| EXERCISE A |
Answer these from the RNN passage, one per line:
(i) Which networks generally needed more experience to reach comparable proficiency?
(ii) What additional measure of serial position curves was introduced to tell the forms of non-selectivity apart?
(iii) Which two cue deck sizes are contrasted in the trend toward less recency-based progression?
| EXERCISE B |
Please copy the RNN passage word for word, everything from "RNNs progress from" down to "linear fit slope.".

| STUDY TEXT |
╔══

We found that for some tasks (e.g. Same-Different) networks across the size spectrum tested could gain proficiency, though different sized networks required different amounts of training. Across all tasks, smaller networks generally required more experience to gain comparable proficiency (S1 Fig). Following the metrics used by Wittig et al., we measured serial position curves [8] for networks with each size and experience combination. To assess the degree of target-selectivity of each network configuration, we measured the linear fit residual of each serial position curve, following the linear fit protocol of Wittig et al. (larger residual indicates higher target-selectivity; see Methods). We found that the linear fit residual increased more quickly with experience for larger networks, correlating very tightly with performance (Fig 1C and 1D and S2 Fig), indicating that higher target-selectivity was directly linked to higher performance.

RNNs progress from random to recency to selective behavior with experience

Serial position curve linear fit residuals indicate the degree of target selectivity, but they cannot distinguish between different forms of non-selectivity. To illustrate this point, consider two scenarios: 1) a network begins untrained with random behavior, gradually increases selectivity with no other response trends, and finally achieves high target-selectivity (S3A Fig); 2) a network begins untrained, adopts a recency-like response profile, then achieves high target-selectivity (Fig 2A and S3B Fig). In both these cases, the linear fit residual is small while the network has a random behavior or a recency-based behavior and may follow very similar linear fit residual progressions. To distinguish between these possibilities, we introduced another measure of serial position curves: linear fit slope.

Linear fit slope distinguishes between the two scenarios above: in the first (random → low target-selective → high target-selective), linear fit slope will remain around zero (S3A Fig), whereas in the second (random → recency-based → high target-selective), linear fit slope will follow a predictable deflection during recency-based behavior (Fig 2A and S3B Fig). Importantly, the predicted recency-based behavior provides a strong prior on the direction of the slope deflection, decreasing the probability of erroneously attributing a spurious slope deflection to a strategy difference.

Using both measures—linear fit residual and linear fit slope—we assessed the networks on the working memory tasks. For some tasks, a clear progression emerged, following that predicted by the random → recency-based → high target-selectivity scenario (Fig 2C), while other tasks appeared to follow the alternative progression (random → low target-selective → high target-selective) (S4 Fig). Furthermore, in some cases networks across all sizes tested exhibited the recency-based progression (Fig 2C), while in others there appeared to be a size dependency, with smaller networks more likely to progress through recency-based behavior (S4 Fig). Three possibilities may underlie these discrepencies. First, different network configurations may truly follow different behavioral progressions. Second, there appeared to be a trend where task scenarios involving larger cue deck sizes (100 cues vs 5 cues) showed less recency-based progression. A simple reason for this may be related to sample size. Serial position curves rely on occurrences of “yes” responses at each position for each cue. We found evidence of such undersampling, revealing similar recency-based progression when sample size was increased proportional to cue deck size (S5A Fig). Third, in some cases networks—particularly larger networks—may progress through different strategies rapidly during training, such that if the sampling rate during training is too coarse, deflections of the residual or slope curves will be missed. We found evidence of this form of undersampling as well (S5B Fig).

╚══

(Dataset entries)

╔══

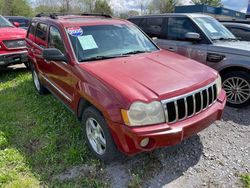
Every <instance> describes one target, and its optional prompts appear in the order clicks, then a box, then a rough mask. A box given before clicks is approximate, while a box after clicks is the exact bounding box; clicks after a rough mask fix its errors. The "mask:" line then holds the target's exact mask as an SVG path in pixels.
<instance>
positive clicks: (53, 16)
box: [35, 12, 112, 19]
mask: <svg viewBox="0 0 250 188" xmlns="http://www.w3.org/2000/svg"><path fill="white" fill-rule="evenodd" d="M67 15H78V16H100V17H105V18H112V16H110V15H108V14H104V13H85V12H84V13H39V14H37V15H36V16H35V17H50V18H52V19H58V16H67Z"/></svg>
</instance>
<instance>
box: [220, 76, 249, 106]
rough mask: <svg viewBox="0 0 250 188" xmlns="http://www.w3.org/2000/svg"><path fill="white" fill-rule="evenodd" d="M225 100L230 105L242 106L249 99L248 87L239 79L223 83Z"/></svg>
mask: <svg viewBox="0 0 250 188" xmlns="http://www.w3.org/2000/svg"><path fill="white" fill-rule="evenodd" d="M223 89H224V90H225V91H226V93H227V100H228V102H230V103H232V104H242V103H244V102H246V101H247V100H249V98H250V85H249V83H248V82H247V80H245V79H243V78H241V77H231V78H228V79H226V80H225V81H224V82H223Z"/></svg>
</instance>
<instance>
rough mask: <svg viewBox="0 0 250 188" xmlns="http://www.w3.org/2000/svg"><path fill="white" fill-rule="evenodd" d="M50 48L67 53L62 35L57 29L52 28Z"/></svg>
mask: <svg viewBox="0 0 250 188" xmlns="http://www.w3.org/2000/svg"><path fill="white" fill-rule="evenodd" d="M48 47H49V48H57V49H59V50H61V52H62V53H65V48H64V44H63V40H62V37H61V35H60V32H59V30H58V29H57V28H55V27H53V26H51V27H50V31H49V43H48Z"/></svg>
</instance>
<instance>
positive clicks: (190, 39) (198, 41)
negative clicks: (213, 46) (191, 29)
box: [185, 32, 201, 42]
mask: <svg viewBox="0 0 250 188" xmlns="http://www.w3.org/2000/svg"><path fill="white" fill-rule="evenodd" d="M185 38H186V40H187V41H190V42H199V41H201V36H200V34H199V33H192V32H188V33H186V35H185Z"/></svg>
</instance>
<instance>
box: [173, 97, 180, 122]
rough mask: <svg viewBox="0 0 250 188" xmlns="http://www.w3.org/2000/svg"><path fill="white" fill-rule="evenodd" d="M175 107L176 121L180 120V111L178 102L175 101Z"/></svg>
mask: <svg viewBox="0 0 250 188" xmlns="http://www.w3.org/2000/svg"><path fill="white" fill-rule="evenodd" d="M174 106H175V119H176V120H175V121H178V120H179V110H178V104H177V101H174Z"/></svg>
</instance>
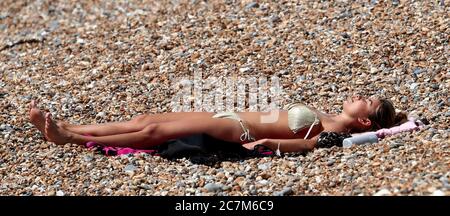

╚══

| WORKED SOLUTION A |
(i) Smaller networks
(ii) Linear fit slope
(iii) 100 cues and 5 cues

| WORKED SOLUTION B |
RNNs progress from random to recency to selective behavior with experience

Serial position curve linear fit residuals indicate the degree of target selectivity, but they cannot distinguish between different forms of non-selectivity. To illustrate this point, consider two scenarios: 1) a network begins untrained with random behavior, gradually increases selectivity with no other response trends, and finally achieves high target-selectivity (S3A Fig); 2) a network begins untrained, adopts a recency-like response profile, then achieves high target-selectivity (Fig 2A and S3B Fig). In both these cases, the linear fit residual is small while the network has a random behavior or a recency-based behavior and may follow very similar linear fit residual progressions. To distinguish between these possibilities, we introduced another measure of serial position curves: linear fit slope.